>> begin

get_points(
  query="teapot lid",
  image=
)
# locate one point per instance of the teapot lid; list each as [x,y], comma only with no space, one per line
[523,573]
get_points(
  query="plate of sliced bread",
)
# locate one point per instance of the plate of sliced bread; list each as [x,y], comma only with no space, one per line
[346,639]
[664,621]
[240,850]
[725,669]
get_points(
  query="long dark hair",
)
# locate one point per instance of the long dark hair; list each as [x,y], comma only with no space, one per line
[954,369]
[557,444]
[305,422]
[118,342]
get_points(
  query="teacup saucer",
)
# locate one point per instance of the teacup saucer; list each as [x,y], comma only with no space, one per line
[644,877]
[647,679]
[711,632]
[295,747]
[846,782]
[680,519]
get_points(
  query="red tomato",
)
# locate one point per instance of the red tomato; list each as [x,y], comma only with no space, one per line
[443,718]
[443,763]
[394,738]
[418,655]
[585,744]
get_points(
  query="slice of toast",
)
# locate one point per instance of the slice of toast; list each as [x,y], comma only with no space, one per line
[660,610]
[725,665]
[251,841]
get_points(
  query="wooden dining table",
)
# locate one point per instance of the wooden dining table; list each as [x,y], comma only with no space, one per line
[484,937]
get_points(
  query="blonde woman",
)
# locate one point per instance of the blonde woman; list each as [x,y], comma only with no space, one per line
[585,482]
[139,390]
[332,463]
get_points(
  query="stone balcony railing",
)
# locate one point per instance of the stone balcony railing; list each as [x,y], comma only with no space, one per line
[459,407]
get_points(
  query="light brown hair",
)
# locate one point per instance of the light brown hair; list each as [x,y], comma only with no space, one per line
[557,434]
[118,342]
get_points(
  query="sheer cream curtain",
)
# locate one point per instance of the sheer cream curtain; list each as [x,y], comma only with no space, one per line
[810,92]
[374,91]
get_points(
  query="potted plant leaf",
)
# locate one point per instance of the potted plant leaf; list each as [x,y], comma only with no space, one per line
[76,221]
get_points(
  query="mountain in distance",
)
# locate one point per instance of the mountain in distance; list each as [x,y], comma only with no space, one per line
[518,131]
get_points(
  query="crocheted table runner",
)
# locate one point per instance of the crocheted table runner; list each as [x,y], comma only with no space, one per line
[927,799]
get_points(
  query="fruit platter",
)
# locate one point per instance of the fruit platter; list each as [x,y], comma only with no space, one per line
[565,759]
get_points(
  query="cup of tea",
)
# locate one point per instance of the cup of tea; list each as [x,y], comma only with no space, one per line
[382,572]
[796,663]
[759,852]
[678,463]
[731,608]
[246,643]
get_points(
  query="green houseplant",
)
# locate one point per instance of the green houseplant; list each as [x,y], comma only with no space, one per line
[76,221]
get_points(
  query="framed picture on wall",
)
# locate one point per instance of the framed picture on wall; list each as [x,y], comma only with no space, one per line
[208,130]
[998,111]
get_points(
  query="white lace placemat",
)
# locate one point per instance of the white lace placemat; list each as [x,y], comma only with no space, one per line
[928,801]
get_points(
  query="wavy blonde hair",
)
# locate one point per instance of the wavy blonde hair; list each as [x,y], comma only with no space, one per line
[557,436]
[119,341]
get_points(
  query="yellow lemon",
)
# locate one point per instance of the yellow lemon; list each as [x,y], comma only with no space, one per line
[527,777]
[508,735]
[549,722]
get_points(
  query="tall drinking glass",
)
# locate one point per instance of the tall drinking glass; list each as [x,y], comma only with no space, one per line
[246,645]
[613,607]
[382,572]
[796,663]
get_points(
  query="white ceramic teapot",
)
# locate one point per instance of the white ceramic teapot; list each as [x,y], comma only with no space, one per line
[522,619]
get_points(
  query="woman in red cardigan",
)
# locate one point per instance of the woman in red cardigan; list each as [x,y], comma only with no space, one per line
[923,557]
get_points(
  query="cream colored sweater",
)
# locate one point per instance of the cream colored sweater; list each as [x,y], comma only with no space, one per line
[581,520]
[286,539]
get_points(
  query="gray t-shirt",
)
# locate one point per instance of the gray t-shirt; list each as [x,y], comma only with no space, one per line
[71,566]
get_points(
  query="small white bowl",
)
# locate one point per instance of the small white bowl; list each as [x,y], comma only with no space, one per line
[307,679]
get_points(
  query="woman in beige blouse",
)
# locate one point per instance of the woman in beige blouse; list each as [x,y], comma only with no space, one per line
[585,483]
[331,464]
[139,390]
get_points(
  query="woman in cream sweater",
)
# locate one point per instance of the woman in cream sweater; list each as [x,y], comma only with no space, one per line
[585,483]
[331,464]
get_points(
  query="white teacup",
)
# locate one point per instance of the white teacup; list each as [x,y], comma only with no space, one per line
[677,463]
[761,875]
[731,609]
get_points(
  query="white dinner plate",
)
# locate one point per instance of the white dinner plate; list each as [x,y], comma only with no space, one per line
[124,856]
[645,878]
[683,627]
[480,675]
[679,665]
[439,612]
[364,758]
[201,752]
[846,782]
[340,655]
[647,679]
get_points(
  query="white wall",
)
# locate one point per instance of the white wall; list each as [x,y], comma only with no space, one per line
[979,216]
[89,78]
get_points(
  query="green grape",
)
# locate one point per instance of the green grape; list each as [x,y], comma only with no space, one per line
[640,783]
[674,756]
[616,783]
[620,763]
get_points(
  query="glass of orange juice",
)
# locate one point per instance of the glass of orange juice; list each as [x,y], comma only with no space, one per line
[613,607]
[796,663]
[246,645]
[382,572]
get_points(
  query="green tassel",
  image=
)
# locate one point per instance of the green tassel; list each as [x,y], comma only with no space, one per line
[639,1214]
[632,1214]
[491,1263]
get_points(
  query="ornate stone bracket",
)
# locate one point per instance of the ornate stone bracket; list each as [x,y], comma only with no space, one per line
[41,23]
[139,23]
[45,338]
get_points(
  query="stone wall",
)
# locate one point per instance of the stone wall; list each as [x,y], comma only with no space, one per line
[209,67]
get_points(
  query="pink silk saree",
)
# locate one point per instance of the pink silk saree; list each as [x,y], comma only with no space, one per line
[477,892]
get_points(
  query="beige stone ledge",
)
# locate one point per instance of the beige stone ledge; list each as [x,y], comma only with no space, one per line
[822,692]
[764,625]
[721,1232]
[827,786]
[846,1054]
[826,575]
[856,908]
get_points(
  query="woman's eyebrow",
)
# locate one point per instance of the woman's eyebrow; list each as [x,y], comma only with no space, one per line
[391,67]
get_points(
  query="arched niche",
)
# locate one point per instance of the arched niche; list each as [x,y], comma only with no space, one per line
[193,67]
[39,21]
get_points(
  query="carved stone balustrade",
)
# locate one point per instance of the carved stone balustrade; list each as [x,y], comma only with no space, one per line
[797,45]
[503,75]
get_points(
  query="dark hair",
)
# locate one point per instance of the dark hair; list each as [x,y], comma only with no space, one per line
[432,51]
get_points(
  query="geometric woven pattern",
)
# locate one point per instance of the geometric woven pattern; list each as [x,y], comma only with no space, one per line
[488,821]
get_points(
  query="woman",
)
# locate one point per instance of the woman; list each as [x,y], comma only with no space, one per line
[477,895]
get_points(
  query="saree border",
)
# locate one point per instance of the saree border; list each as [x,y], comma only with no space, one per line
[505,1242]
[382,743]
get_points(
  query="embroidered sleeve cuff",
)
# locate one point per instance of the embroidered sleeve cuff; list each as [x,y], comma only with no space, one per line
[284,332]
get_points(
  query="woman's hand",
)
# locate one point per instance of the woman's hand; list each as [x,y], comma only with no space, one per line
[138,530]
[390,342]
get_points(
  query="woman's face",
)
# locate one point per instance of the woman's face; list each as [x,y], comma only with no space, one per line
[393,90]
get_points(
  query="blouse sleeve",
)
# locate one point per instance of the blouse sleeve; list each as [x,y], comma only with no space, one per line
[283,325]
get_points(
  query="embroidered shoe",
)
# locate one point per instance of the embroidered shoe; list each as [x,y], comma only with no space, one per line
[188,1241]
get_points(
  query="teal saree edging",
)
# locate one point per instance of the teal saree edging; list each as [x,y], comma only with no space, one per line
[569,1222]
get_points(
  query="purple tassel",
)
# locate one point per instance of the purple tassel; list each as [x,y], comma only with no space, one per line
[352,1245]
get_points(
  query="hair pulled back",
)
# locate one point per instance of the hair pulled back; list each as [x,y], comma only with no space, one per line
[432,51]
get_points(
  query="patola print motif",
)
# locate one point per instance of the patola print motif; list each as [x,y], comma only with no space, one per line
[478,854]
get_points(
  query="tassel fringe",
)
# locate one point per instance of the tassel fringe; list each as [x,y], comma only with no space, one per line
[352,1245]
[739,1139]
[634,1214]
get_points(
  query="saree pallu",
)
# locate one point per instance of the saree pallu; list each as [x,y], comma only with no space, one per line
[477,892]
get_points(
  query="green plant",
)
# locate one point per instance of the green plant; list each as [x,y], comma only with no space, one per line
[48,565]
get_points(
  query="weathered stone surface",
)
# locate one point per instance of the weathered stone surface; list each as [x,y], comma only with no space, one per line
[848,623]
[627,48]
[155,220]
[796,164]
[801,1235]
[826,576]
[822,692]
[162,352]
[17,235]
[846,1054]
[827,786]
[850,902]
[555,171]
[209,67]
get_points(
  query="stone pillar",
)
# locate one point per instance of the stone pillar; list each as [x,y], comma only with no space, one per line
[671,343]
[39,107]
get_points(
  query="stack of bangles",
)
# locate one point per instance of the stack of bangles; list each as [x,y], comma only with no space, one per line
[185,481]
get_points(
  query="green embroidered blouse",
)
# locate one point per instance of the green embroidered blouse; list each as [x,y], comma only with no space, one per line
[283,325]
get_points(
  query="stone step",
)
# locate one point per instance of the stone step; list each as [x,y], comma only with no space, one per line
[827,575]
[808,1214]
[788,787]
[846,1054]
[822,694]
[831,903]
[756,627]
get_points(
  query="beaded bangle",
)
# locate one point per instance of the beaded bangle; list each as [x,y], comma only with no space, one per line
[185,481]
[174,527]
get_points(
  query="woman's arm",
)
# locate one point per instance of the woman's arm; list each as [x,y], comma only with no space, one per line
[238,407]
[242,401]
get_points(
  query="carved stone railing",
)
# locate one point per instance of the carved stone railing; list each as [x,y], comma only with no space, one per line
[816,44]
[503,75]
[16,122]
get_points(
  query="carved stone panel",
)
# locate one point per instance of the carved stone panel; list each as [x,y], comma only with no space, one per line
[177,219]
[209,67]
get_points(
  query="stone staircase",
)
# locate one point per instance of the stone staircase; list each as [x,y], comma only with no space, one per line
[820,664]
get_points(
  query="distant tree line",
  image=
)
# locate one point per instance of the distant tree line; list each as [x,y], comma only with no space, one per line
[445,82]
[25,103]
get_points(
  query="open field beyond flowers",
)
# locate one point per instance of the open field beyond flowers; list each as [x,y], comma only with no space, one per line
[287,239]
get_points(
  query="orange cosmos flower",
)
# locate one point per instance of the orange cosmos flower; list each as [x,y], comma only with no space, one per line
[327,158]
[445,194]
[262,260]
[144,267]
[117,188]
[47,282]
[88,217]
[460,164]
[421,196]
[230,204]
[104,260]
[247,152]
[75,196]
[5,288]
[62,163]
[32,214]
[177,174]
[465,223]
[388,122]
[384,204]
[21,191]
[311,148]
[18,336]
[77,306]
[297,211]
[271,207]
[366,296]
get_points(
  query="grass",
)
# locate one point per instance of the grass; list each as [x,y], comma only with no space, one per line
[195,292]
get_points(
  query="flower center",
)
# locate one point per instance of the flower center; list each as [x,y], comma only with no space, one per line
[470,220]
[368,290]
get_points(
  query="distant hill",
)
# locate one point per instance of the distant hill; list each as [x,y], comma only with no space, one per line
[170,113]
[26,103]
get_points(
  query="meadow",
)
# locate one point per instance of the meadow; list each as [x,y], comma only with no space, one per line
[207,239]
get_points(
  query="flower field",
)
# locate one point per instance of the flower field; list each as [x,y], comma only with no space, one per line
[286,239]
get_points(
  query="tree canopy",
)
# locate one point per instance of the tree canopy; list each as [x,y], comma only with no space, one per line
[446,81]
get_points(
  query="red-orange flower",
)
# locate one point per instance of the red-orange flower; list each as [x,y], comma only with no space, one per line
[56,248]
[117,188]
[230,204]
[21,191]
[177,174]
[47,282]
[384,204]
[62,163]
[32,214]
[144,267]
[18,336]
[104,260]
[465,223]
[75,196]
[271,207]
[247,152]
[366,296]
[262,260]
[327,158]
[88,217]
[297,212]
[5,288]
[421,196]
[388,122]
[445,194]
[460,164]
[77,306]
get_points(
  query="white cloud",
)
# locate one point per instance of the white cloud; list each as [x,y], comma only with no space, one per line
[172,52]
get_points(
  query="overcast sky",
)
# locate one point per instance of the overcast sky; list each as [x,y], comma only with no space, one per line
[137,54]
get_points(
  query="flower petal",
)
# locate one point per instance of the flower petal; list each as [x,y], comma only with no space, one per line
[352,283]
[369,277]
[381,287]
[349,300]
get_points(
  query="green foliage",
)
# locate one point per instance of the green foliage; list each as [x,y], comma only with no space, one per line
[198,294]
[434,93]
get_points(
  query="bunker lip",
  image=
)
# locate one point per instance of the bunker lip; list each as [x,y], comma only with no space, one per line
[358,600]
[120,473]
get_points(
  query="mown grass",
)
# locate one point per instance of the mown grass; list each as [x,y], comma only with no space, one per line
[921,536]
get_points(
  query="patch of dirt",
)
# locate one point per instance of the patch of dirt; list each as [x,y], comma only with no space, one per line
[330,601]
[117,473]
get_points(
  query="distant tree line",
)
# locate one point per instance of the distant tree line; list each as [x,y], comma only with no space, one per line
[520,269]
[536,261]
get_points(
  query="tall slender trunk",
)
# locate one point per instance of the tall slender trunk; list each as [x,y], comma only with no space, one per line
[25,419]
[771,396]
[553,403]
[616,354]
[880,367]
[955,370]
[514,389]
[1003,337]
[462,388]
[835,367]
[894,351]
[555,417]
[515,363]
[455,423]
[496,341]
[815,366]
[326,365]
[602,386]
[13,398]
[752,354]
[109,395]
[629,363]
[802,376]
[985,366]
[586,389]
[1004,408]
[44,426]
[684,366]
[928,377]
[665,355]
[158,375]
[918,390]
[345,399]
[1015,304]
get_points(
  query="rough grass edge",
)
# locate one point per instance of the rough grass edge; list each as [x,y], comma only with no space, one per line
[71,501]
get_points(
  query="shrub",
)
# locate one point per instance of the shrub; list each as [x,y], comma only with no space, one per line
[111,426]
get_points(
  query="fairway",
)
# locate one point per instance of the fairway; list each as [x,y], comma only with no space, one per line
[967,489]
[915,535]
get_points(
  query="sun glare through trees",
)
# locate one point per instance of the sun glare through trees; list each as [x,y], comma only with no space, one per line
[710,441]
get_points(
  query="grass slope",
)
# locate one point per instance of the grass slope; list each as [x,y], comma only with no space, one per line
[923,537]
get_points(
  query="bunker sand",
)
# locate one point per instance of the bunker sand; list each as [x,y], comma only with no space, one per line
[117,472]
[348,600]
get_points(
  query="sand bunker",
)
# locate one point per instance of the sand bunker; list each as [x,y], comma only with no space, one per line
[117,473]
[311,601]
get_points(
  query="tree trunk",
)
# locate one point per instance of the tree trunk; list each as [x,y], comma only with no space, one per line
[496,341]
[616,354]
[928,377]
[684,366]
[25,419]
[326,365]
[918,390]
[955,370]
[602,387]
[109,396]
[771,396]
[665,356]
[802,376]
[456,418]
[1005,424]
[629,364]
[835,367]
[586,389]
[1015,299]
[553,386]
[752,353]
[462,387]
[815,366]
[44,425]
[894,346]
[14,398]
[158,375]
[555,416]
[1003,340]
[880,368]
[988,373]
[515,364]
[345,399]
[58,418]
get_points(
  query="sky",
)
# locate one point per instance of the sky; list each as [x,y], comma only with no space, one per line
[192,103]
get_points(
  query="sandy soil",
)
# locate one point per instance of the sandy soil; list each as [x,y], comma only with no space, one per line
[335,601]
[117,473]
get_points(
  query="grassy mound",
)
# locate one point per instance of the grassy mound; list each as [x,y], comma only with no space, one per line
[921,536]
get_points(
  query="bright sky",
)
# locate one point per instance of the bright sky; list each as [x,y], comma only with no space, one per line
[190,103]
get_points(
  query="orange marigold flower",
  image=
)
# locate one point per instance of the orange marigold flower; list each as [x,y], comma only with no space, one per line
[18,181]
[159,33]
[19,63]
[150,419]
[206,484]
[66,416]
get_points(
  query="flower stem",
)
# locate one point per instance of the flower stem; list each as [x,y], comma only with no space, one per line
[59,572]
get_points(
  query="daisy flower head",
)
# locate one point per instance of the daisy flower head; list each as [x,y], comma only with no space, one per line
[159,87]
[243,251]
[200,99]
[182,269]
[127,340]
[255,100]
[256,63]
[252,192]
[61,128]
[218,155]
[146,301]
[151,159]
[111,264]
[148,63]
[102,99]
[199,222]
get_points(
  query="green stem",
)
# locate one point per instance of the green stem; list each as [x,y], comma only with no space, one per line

>> end

→ Your goal
From the records above, copy out each line containing the word "fairway", with case taken into account.

→ Complete answer
  query="fairway",
# locate one point per instance of the fairway; list each as [x,y], comma only with no space, one per line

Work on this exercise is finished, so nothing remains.